The Three Things That Teenage Drug Abuse Most Affects

The teenage years are a great period in ones life when you learn many valuable lessons and begin to discover who you are as a person. Unfortunately, this is also a period when you are faced with many choices that may determine the outcome of your future. I’m talking about the choice to use drugs or not to use drugs. Many teens struggle with this topic and, sadly, many do end up using drugs and alcohol.

What does this have to do with the outcome of their future? It has been found that the human brain continues to develop until the age of 25 to 26. This means that anything interfering with this development may have detrimental affects. In fact, in cases of heavy drug or alcohol abuse, the brain can be altered permanently. Drug and alcohol abuse can cause impairment of memory, verbal skills, intelligence and social skills. For example, if a young teen begins using drugs or alcohol in order to cope with being shy or facing stressful situations and continues this use, he will never acquire the ability to develop his own coping mechanisms and other social skills that are very important in life.

In fact teen drug and alcohol abuse affects mind, body and community.

The Dangers of Addiction

The dangers of addiction take a major toll on the mind of the user, the body and the community in general.
Aside from the mental impairments that abusing drugs and alcohol may cause, there are other dangers as well. Being under the influence of substances like these can cause people to behave in ways they wouldn’t normally behave. This may include behaviors such as criminal or sexual activity. Today there are more kids in gangs than ever before and too many gang related deaths that could potentially be avoided.

In addition, teens that are involved with drugs or alcohol are more likely to become victims of rape, assault, robbery and other violent crimes, according to experts. Other physical effects of substance abuse are likely to include lack of calcium absorption, cirrhosis of the liver, lung disease and heart problems that can take a toll on the body.

What Can be Done to Stop the Problem

As a parent, you can make it your responsibility to educate your teens about the dangers of abusing drugs and alcohol. Create a relationship with them that allows them to feel able to come to you with questions or concerns about subjects such as substance abuse.

━━━━━━━━━━━━━━━━━━━━━━━━━━━━━━

» ACTIONS TO TAKE:
a) In the teen drug abuse article, print everything from "The dangers of addiction take" down to "potentially be avoided.".
b) Answer these about the teen drug abuse article:
(i) Until what age does the human brain continue to develop?
(ii) What three things does teen drug and alcohol abuse affect?
(iii) According to experts, teens involved with drugs or alcohol are more likely to become victims of what?
c) How would you say this sentence from the teen drug abuse article in Spanish: "In fact teen drug and alcohol abuse affects mind, body and community."

━━━━━━━━━━━━━━━━━━━━━━━━━━━━━━

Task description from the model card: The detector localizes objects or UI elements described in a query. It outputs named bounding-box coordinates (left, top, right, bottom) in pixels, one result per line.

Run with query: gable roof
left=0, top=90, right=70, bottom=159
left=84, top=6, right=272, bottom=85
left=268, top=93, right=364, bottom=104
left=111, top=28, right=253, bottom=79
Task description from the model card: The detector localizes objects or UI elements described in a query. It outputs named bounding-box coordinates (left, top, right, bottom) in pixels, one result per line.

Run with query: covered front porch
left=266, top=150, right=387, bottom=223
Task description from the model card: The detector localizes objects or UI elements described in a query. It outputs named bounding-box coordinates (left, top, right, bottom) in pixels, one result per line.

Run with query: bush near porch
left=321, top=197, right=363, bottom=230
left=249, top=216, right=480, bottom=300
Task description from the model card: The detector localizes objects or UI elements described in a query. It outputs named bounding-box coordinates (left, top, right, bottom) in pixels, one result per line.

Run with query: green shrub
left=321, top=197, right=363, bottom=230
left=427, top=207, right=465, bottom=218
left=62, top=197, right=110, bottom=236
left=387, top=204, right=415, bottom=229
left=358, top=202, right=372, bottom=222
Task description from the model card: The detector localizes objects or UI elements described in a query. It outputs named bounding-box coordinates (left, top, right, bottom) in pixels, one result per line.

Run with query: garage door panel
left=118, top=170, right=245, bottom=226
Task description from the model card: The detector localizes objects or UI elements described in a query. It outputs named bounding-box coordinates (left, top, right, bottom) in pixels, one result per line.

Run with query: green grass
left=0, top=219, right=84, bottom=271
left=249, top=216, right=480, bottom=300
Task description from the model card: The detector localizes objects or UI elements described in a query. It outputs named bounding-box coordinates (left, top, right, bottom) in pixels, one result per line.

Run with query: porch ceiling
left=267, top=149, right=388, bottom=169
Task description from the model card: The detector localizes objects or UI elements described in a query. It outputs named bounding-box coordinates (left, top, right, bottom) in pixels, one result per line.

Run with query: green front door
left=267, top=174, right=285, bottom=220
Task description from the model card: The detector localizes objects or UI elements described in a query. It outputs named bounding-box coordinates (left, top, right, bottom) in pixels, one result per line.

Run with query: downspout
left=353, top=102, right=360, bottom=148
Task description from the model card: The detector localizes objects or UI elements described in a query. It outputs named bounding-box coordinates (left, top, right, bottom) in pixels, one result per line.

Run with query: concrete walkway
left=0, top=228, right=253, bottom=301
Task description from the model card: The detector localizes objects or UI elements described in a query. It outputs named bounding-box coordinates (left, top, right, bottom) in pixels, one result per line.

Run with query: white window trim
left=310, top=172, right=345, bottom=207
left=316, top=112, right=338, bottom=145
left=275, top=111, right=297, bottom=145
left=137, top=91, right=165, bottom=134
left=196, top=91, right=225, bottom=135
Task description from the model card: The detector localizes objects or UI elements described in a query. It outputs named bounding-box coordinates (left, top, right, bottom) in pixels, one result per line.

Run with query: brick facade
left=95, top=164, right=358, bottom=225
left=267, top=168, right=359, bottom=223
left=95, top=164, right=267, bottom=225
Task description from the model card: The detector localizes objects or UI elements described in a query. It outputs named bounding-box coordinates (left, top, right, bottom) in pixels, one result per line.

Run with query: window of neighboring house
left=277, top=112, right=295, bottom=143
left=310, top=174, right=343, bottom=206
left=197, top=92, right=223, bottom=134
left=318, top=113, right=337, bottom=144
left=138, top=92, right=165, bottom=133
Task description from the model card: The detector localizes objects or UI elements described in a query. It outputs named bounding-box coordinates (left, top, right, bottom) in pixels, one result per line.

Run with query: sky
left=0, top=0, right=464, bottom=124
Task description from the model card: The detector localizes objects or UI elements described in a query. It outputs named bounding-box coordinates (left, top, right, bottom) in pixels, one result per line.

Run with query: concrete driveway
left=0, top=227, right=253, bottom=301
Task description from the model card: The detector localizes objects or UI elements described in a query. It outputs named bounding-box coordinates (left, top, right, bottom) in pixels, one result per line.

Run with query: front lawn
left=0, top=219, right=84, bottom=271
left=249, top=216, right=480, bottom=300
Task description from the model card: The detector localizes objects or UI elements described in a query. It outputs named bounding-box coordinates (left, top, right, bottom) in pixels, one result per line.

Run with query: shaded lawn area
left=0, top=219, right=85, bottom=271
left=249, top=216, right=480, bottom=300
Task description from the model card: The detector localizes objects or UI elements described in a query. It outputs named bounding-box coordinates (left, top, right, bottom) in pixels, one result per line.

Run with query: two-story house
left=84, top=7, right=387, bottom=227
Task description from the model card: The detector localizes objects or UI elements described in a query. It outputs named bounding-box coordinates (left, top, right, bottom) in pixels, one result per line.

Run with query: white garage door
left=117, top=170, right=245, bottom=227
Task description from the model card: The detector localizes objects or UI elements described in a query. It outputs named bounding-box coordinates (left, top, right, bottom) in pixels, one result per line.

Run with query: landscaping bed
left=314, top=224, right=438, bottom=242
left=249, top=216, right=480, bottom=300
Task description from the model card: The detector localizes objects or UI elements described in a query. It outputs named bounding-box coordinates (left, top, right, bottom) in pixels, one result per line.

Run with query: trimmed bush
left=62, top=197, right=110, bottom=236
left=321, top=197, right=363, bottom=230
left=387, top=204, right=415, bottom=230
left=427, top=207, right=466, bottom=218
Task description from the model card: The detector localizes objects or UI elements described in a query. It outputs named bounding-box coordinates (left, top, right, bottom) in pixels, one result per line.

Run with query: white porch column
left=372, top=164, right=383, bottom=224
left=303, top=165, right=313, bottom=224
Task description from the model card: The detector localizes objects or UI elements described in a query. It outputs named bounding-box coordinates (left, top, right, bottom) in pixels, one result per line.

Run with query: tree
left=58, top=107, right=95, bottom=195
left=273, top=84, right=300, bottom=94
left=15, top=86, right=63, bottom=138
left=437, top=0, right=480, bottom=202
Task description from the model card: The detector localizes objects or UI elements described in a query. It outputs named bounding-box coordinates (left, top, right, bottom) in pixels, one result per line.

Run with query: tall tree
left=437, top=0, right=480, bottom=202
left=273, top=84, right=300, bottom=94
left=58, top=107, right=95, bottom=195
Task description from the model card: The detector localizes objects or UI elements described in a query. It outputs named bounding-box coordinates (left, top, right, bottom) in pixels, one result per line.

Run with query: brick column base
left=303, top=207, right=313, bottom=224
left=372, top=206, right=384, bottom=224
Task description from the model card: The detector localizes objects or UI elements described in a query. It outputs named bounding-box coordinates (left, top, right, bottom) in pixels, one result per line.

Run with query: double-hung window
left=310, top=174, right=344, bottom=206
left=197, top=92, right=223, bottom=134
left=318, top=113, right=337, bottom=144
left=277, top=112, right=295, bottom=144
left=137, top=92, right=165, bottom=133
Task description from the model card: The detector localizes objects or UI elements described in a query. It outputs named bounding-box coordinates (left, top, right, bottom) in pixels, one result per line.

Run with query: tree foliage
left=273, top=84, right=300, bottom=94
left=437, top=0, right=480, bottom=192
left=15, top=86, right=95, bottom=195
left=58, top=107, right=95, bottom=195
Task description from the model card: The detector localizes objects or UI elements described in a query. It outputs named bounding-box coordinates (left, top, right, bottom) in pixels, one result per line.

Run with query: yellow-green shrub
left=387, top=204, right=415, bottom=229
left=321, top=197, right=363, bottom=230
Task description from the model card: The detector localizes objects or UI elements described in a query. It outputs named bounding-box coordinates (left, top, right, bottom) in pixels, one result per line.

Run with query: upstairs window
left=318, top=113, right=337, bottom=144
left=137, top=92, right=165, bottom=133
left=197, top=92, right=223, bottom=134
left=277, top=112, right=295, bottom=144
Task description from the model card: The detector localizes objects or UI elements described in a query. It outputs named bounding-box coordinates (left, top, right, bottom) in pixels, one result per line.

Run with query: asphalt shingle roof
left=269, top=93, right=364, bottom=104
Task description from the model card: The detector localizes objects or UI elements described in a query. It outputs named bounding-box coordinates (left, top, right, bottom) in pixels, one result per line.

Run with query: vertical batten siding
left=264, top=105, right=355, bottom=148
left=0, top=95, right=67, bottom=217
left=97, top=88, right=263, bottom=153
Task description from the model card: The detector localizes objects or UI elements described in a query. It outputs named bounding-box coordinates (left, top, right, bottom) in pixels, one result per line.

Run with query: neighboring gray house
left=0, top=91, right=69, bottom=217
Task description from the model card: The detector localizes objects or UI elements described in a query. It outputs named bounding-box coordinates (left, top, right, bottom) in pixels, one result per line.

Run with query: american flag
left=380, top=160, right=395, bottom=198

━━━━━━━━━━━━━━━━━━━━━━━━━━━━━━

» TASK RESULTS:
a)
The dangers of addiction take a major toll on the mind of the user, the body and the community in general.
Aside from the mental impairments that abusing drugs and alcohol may cause, there are other dangers as well. Being under the influence of substances like these can cause people to behave in ways they wouldn’t normally behave. This may include behaviors such as criminal or sexual activity. Today there are more kids in gangs than ever before and too many gang related deaths that could potentially be avoided.

b)
(i) 25 to 26
(ii) Mind, body and community
(iii) Rape, assault, robbery and other violent crimes

c) De hecho, el abuso de drogas y alcohol en los adolescentes afecta la mente, el cuerpo y la comunidad.